WHAT IS BEING ASKED
When you reach the line containing "Locate every instance of the black hair", begin copying exactly, and keep going through the last line of the records below, copying nothing before it.

(Data records)
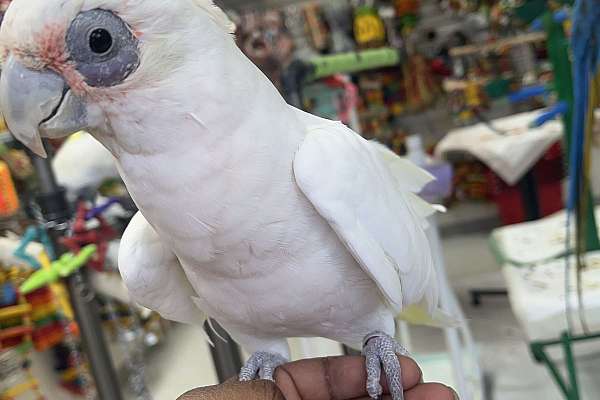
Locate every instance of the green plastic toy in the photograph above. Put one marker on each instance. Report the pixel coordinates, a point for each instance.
(62, 268)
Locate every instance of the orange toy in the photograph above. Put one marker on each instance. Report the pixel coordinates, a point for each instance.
(9, 201)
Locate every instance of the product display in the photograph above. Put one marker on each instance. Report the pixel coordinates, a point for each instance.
(193, 191)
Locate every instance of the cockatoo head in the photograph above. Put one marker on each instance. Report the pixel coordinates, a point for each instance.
(70, 65)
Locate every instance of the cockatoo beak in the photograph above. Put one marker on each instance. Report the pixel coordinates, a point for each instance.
(38, 104)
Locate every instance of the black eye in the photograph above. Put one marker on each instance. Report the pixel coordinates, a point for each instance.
(103, 47)
(100, 41)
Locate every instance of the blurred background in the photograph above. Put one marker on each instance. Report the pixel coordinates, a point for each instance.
(478, 92)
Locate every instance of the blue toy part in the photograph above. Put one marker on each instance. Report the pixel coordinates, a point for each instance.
(97, 211)
(560, 16)
(32, 234)
(8, 295)
(560, 108)
(585, 39)
(527, 93)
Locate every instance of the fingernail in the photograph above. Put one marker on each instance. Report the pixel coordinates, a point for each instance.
(454, 394)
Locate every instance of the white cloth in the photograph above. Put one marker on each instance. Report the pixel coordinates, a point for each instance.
(537, 296)
(533, 242)
(510, 155)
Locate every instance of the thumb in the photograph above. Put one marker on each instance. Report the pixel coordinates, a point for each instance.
(233, 390)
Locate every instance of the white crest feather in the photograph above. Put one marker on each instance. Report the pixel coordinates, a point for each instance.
(217, 14)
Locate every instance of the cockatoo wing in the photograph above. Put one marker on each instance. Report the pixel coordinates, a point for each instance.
(367, 194)
(154, 276)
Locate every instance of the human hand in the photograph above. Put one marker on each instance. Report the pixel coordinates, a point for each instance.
(340, 378)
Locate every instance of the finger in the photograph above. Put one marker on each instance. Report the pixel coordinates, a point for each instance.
(255, 390)
(335, 378)
(431, 391)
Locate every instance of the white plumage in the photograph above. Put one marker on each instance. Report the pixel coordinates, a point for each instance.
(272, 221)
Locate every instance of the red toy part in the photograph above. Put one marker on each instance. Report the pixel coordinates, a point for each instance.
(82, 237)
(548, 174)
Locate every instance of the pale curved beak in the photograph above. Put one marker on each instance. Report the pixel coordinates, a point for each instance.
(38, 104)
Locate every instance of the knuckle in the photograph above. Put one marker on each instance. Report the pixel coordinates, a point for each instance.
(441, 392)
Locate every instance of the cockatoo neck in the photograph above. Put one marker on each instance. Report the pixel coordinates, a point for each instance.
(214, 133)
(214, 95)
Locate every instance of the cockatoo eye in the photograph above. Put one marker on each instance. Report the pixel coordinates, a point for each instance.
(103, 48)
(100, 41)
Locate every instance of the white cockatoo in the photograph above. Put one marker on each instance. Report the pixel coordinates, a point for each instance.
(274, 222)
(82, 163)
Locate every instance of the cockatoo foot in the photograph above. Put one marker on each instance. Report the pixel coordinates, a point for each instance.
(381, 350)
(261, 365)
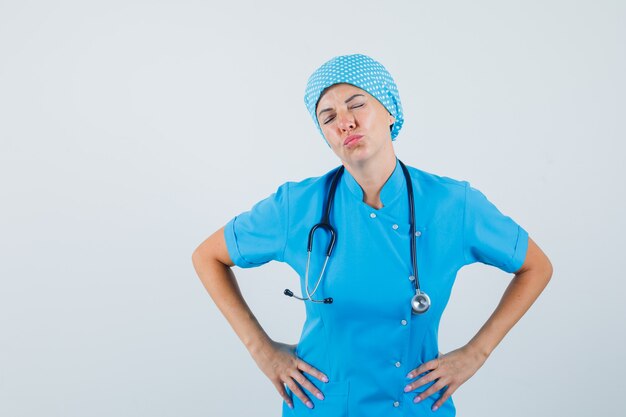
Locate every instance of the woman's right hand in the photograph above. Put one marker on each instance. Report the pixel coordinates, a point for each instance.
(281, 365)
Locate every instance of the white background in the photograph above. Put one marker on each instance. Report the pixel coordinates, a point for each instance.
(130, 131)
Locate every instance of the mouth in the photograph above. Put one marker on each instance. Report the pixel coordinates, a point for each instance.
(352, 139)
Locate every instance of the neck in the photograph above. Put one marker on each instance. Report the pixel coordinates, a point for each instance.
(371, 175)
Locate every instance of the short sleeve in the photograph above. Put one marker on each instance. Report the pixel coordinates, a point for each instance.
(259, 235)
(489, 236)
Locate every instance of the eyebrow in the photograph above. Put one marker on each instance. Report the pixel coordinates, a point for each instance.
(347, 101)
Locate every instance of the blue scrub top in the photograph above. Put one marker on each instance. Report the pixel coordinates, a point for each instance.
(368, 340)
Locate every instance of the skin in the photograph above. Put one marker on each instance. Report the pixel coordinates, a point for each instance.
(371, 162)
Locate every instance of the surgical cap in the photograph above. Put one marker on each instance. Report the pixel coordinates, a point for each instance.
(362, 72)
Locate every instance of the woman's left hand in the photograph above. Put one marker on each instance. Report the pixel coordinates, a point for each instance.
(451, 370)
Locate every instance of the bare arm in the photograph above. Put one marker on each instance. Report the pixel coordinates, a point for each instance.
(277, 360)
(521, 293)
(212, 264)
(457, 366)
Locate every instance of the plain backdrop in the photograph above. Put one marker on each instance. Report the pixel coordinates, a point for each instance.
(132, 130)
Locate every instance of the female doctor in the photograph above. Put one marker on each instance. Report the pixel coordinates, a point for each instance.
(369, 344)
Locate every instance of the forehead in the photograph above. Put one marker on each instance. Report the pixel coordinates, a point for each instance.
(339, 92)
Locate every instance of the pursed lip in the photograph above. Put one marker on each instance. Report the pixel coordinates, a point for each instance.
(351, 137)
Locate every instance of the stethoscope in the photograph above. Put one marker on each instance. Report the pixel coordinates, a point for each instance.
(420, 301)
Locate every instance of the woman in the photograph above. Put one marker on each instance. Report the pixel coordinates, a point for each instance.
(372, 351)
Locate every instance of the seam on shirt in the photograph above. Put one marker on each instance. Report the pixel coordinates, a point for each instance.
(286, 228)
(464, 227)
(247, 262)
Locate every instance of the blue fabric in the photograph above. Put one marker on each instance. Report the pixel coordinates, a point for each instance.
(363, 72)
(360, 340)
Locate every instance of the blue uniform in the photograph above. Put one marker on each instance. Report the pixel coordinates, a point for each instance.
(367, 340)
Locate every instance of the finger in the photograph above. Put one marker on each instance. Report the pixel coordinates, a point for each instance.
(426, 366)
(295, 389)
(302, 365)
(280, 387)
(431, 390)
(446, 394)
(431, 376)
(302, 380)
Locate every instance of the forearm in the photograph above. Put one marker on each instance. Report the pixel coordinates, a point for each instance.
(220, 282)
(520, 294)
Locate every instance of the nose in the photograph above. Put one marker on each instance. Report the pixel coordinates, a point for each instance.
(345, 120)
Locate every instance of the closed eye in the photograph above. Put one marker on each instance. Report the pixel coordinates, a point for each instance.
(330, 119)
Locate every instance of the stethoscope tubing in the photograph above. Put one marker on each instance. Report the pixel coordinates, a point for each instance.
(420, 302)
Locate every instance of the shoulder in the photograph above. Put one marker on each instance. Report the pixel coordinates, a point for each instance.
(432, 182)
(309, 185)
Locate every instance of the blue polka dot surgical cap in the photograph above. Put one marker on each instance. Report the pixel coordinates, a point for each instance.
(362, 72)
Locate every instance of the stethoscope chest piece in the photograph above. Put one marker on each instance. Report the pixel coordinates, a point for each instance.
(420, 302)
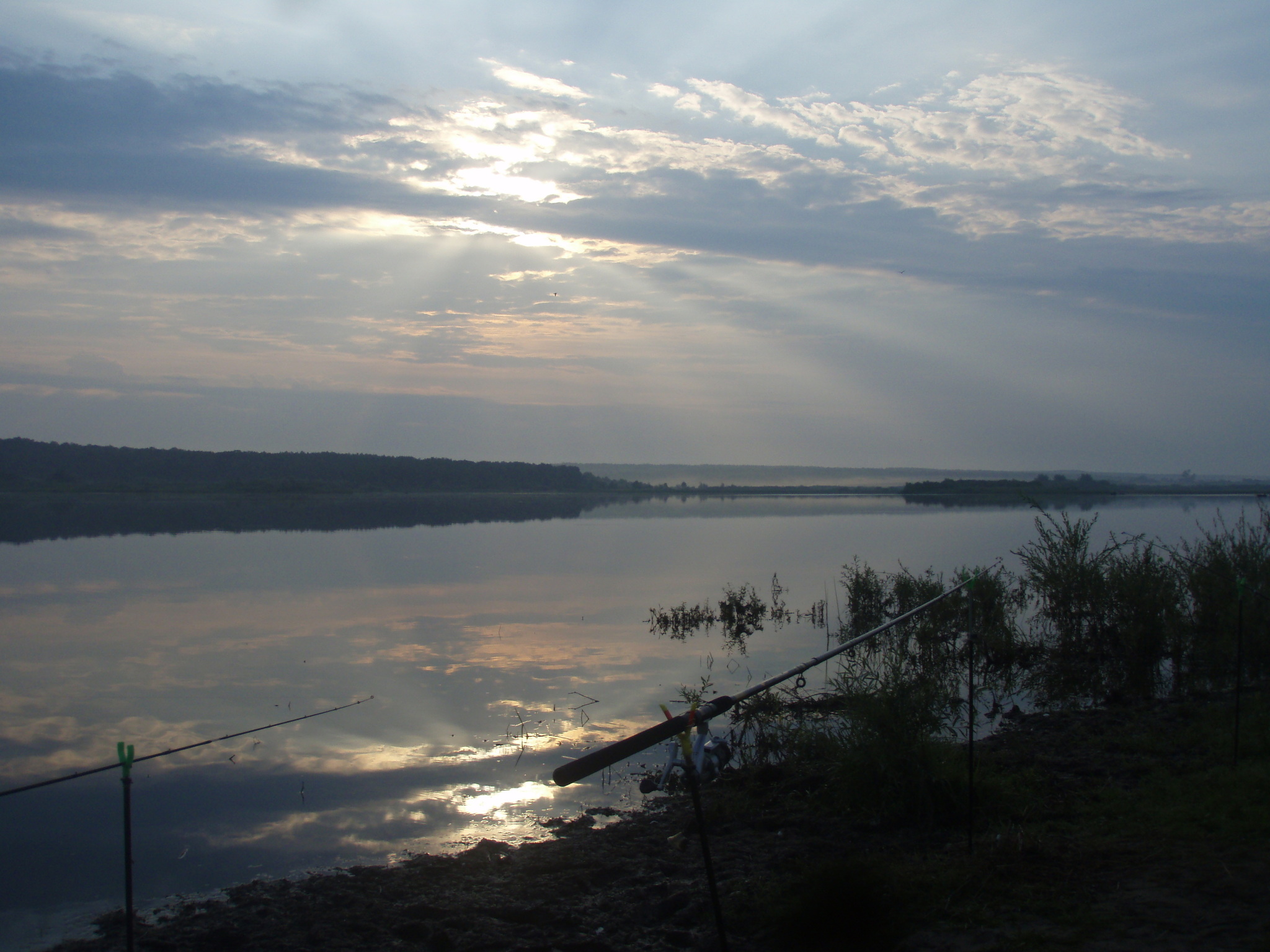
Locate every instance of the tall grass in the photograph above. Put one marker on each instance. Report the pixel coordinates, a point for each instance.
(1082, 624)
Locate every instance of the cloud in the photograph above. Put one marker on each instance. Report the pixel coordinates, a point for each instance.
(520, 79)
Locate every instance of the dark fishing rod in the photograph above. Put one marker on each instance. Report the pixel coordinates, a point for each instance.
(177, 751)
(587, 764)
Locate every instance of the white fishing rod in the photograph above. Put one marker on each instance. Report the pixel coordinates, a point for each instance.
(596, 760)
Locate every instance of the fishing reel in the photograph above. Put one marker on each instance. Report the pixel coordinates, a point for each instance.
(710, 756)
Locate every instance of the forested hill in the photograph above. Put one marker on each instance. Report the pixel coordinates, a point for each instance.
(31, 465)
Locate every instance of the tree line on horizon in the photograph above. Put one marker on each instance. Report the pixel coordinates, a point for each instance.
(29, 464)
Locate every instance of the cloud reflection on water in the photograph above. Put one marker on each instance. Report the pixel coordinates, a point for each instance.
(482, 644)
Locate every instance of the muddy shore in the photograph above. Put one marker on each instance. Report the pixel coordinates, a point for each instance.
(1112, 829)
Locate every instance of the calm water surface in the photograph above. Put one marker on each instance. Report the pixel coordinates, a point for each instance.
(460, 632)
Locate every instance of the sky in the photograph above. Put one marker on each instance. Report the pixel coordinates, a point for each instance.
(984, 235)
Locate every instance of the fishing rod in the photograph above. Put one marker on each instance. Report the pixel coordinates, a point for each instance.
(587, 764)
(177, 751)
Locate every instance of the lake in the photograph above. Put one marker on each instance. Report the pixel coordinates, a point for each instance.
(494, 650)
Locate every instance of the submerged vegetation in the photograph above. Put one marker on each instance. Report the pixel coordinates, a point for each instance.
(1080, 625)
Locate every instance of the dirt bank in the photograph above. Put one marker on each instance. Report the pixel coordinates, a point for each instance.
(1117, 829)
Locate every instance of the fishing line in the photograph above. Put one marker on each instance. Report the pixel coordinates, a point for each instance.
(177, 751)
(587, 764)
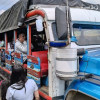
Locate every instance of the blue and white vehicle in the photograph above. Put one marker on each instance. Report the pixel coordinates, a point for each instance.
(68, 69)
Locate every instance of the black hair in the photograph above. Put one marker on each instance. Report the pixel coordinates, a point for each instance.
(18, 76)
(4, 86)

TASK OUTPUT
Locate every instance of the black hair in the photograph above. Put one marker on each instance. Report the pixel coordinates, a point for each instance.
(18, 76)
(4, 86)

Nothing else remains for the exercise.